GIVEN DATA:
=== Begin Enclosure ===

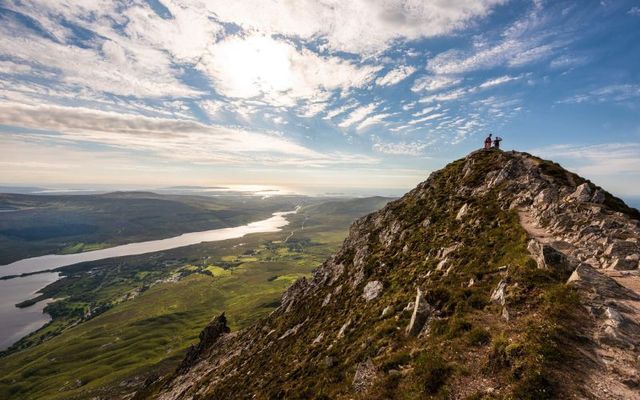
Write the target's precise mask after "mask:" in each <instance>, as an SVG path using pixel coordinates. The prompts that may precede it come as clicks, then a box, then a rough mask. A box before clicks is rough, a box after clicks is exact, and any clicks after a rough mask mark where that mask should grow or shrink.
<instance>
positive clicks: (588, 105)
mask: <svg viewBox="0 0 640 400" xmlns="http://www.w3.org/2000/svg"><path fill="white" fill-rule="evenodd" d="M638 65H640V1H637V0H636V1H621V0H619V1H613V0H611V1H604V0H603V1H590V0H581V1H543V0H534V1H517V0H511V1H509V0H457V1H445V0H442V1H437V0H434V1H428V2H427V1H411V0H405V1H399V0H384V1H364V0H361V1H349V2H345V1H329V0H326V1H317V0H298V1H269V2H267V1H263V0H243V1H237V2H229V1H222V0H211V1H185V0H182V1H180V0H148V1H143V0H127V1H107V0H83V1H71V0H69V1H64V0H56V1H54V0H39V1H27V0H21V1H17V0H16V1H6V0H0V149H1V150H2V154H3V157H2V159H0V165H1V166H2V168H1V170H0V183H4V184H29V185H33V184H38V185H47V184H48V185H51V184H112V185H140V186H170V185H178V184H179V185H219V184H232V183H235V184H265V185H279V186H285V187H292V188H296V187H311V188H318V190H320V191H322V190H324V189H327V190H328V188H331V189H332V190H333V189H336V188H369V189H373V190H375V189H377V188H392V189H396V190H398V191H399V192H401V191H402V190H405V189H409V188H411V187H413V186H414V185H415V184H416V183H418V182H420V181H422V180H424V179H425V178H426V176H427V175H428V173H429V172H430V171H431V170H433V169H436V168H439V167H441V166H443V165H444V164H446V163H447V162H449V161H451V160H453V159H456V158H459V157H461V156H464V155H465V154H466V153H468V152H469V151H471V150H473V149H475V148H477V147H479V145H480V144H481V142H482V140H483V138H484V137H485V136H486V134H487V133H488V132H493V133H494V134H498V135H500V136H502V137H503V138H504V142H503V146H504V147H505V148H506V149H517V150H522V151H529V152H532V153H535V154H536V155H539V156H541V157H543V158H550V159H553V160H555V161H558V162H560V163H562V164H563V165H565V166H567V167H569V168H571V169H573V170H576V171H577V172H578V173H580V174H582V175H584V176H586V177H588V178H590V179H592V180H593V181H595V182H596V183H598V184H600V185H603V186H604V187H605V188H607V189H609V190H611V191H613V192H614V193H616V194H619V195H623V196H636V195H640V157H639V155H640V112H639V111H640V72H639V71H640V68H638Z"/></svg>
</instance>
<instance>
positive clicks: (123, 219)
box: [0, 192, 316, 265]
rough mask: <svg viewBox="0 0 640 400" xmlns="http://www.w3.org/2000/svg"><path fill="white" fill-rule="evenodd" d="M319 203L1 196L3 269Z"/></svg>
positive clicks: (263, 218) (268, 215)
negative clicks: (68, 254)
mask: <svg viewBox="0 0 640 400" xmlns="http://www.w3.org/2000/svg"><path fill="white" fill-rule="evenodd" d="M315 201H316V200H315V199H313V198H303V197H296V196H280V197H277V196H276V197H271V198H266V199H263V198H260V197H255V196H235V195H234V196H222V197H207V196H193V195H189V196H184V195H182V196H180V195H160V194H156V193H147V192H116V193H107V194H101V195H73V196H69V195H67V196H63V195H24V194H1V193H0V209H9V210H14V211H12V212H7V213H3V215H2V218H1V219H0V265H4V264H8V263H11V262H13V261H16V260H19V259H22V258H27V257H35V256H39V255H44V254H50V253H57V254H69V253H77V252H83V251H91V250H98V249H101V248H105V247H111V246H115V245H119V244H126V243H132V242H139V241H145V240H153V239H161V238H166V237H171V236H176V235H179V234H182V233H185V232H196V231H204V230H209V229H217V228H224V227H229V226H238V225H244V224H246V223H248V222H251V221H257V220H260V219H264V218H268V217H269V216H270V215H271V213H273V212H275V211H283V210H292V209H294V208H295V206H296V205H299V204H311V203H313V202H315Z"/></svg>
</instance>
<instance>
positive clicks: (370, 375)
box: [353, 359, 377, 392]
mask: <svg viewBox="0 0 640 400" xmlns="http://www.w3.org/2000/svg"><path fill="white" fill-rule="evenodd" d="M376 375H377V370H376V367H375V365H374V364H373V362H372V361H371V359H368V360H367V361H364V362H361V363H360V364H358V366H357V367H356V372H355V374H354V376H353V388H354V389H355V391H356V392H363V391H365V390H367V389H368V388H369V387H370V386H372V385H373V383H374V382H375V379H376Z"/></svg>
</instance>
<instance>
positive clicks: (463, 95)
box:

=== End Enclosure ===

EXERCISE GOAL: Wherever the word "rough" appears in the data, return the whole line.

RESPONSE TO THIS TASK:
Write the target's precise mask after "mask:" in each <instance>, as an SVG path using pixel coordinates. The prompts that may precede it come as clicks, then a box, then a rough mask. A box before clicks is rough, a box after clicks is exact, and any clicks after a rough mask mark where that mask should grow or shrink.
rough mask: <svg viewBox="0 0 640 400" xmlns="http://www.w3.org/2000/svg"><path fill="white" fill-rule="evenodd" d="M319 203L1 196L3 269Z"/></svg>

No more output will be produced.